*DIRECTIVE*. Please quote the stretch from the start of the items below through the line containing "x=228, y=334" word for word, leaving the pictures out.

** begin SUPPLIED RECORDS **

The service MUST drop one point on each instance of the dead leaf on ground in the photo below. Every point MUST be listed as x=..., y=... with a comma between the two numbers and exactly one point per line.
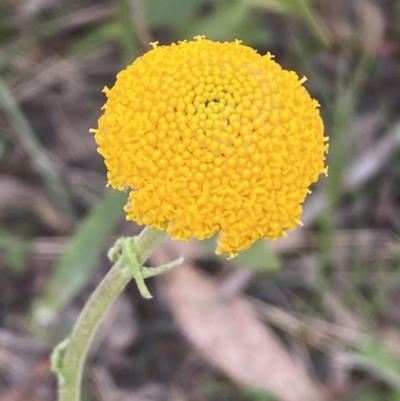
x=228, y=334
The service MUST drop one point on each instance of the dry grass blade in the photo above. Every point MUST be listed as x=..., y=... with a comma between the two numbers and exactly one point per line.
x=359, y=173
x=229, y=336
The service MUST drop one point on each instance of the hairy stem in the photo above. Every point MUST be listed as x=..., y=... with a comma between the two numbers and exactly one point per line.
x=77, y=345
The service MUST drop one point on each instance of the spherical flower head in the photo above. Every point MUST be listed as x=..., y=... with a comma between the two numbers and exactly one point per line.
x=209, y=138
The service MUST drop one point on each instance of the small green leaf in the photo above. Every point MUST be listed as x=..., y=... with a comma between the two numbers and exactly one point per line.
x=258, y=257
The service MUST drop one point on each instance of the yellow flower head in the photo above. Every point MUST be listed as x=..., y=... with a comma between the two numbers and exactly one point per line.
x=212, y=138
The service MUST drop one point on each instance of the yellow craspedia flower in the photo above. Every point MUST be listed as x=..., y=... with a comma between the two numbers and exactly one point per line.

** end SUPPLIED RECORDS **

*COMPLETED EXERCISE*.
The service MUST drop one point on each instance of the dead leaf on ground in the photo below. Every point MUST be listed as x=..., y=... with a comma between the two numbers and exactly one point per line.
x=228, y=334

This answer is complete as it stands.